> _Exercise objective_:
Give back the items below unchanged, starting at their first line and ending at the line containing "pixel 275 267".

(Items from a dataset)

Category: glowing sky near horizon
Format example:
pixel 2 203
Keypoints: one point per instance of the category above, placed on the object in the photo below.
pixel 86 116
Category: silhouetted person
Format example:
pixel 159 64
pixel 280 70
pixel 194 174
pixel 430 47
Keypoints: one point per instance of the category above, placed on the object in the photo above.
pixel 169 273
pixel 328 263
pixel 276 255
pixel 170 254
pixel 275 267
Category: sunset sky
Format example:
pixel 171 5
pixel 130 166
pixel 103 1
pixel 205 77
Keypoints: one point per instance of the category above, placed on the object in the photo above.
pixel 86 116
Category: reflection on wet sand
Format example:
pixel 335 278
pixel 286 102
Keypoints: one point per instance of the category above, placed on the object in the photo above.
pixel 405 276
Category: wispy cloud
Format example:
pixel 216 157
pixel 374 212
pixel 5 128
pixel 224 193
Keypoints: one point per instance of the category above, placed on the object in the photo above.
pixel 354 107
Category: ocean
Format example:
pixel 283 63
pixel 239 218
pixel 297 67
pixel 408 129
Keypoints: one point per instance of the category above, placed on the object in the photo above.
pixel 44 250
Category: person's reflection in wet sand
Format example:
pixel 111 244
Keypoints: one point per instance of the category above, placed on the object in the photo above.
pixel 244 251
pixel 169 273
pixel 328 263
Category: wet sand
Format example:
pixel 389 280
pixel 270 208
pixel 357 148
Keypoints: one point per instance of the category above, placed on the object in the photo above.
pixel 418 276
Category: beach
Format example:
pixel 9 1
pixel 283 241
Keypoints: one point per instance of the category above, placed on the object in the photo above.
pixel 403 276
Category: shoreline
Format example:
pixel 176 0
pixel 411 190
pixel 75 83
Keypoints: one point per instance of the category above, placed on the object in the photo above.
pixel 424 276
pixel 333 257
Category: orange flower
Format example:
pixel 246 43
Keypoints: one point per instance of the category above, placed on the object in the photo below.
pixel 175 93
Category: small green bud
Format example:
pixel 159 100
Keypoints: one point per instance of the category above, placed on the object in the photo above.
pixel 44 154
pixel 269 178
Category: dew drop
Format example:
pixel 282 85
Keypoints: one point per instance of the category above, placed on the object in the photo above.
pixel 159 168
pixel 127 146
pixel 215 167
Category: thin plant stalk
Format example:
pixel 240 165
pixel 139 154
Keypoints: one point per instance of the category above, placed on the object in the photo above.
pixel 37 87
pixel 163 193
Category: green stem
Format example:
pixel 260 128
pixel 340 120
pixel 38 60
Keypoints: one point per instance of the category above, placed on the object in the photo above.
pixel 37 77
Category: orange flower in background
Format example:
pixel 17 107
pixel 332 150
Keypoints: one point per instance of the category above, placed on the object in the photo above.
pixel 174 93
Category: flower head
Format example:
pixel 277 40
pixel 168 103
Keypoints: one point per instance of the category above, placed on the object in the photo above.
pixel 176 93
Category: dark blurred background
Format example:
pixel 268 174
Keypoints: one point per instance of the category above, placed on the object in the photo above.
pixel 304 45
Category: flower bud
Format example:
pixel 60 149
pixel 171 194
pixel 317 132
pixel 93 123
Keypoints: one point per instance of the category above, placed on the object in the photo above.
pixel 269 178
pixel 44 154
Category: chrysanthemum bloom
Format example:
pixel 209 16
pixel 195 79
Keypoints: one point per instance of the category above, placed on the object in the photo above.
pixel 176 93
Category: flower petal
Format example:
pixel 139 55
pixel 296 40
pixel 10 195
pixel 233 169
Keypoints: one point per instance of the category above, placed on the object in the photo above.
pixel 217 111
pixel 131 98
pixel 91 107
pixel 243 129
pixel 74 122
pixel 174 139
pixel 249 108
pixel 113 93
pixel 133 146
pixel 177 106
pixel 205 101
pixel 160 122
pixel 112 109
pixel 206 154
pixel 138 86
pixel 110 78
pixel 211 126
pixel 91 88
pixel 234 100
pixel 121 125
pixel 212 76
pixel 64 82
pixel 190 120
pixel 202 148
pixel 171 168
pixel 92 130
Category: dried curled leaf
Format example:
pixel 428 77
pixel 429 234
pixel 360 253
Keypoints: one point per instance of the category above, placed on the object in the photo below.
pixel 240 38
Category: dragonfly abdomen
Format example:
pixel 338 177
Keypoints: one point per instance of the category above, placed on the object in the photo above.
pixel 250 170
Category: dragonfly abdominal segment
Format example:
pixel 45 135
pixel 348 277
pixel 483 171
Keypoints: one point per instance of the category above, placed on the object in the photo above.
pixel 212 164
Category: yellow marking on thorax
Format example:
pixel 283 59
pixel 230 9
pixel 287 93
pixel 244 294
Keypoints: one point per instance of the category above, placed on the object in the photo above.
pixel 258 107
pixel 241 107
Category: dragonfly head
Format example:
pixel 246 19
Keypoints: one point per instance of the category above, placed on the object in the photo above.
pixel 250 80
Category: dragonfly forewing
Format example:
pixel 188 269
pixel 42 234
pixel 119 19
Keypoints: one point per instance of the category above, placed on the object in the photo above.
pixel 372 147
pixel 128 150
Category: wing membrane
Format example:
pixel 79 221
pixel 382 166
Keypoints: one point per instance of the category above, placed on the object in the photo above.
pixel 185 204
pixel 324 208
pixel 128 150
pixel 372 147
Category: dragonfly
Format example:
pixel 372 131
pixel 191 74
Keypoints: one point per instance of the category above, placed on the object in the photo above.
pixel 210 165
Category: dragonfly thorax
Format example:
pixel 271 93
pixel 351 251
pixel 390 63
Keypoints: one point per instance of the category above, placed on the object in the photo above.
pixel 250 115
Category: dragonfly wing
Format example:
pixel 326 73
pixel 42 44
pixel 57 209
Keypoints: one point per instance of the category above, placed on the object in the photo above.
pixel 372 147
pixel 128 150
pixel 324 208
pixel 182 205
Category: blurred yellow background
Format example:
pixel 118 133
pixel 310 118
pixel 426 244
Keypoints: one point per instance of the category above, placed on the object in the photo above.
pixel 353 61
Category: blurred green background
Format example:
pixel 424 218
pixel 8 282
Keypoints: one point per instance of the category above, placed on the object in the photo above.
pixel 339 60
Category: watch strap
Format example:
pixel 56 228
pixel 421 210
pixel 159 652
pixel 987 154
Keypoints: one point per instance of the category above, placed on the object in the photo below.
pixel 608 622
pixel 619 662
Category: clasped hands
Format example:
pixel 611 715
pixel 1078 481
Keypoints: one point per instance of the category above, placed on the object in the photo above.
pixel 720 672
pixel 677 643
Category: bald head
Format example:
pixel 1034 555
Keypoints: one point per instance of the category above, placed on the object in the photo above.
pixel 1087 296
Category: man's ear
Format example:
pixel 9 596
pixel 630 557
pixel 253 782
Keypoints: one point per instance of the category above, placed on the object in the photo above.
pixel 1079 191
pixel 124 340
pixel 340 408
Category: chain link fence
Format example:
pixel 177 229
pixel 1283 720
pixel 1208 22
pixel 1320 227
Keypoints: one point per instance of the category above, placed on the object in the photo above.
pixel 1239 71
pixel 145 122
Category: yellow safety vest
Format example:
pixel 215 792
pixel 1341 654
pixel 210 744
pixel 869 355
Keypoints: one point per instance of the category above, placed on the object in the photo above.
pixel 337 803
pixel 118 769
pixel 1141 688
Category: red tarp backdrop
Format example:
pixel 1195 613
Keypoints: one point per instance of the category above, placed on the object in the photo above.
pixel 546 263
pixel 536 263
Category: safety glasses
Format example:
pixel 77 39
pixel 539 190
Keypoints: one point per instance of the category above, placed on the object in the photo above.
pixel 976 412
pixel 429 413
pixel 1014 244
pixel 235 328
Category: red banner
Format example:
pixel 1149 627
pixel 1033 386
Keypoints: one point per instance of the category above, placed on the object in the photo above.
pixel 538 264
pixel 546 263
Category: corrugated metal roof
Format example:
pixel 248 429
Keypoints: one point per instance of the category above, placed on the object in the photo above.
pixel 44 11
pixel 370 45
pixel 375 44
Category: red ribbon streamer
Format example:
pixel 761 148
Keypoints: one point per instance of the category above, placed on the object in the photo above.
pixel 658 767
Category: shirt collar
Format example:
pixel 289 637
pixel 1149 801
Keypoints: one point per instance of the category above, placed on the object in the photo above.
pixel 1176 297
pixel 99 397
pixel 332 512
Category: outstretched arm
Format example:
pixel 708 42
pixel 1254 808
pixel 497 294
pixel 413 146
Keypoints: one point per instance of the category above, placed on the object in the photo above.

> _Correct output_:
Category: glowing sky near horizon
Format example:
pixel 2 203
Keypoints: one point per instance of the category above, placed on the object in the photo below.
pixel 86 116
Category: silhouetted person
Format example:
pixel 159 64
pixel 280 70
pixel 194 174
pixel 430 47
Keypoints: one point per instance of the category above, placed on the object in the photo above.
pixel 169 273
pixel 328 263
pixel 276 255
pixel 170 254
pixel 275 267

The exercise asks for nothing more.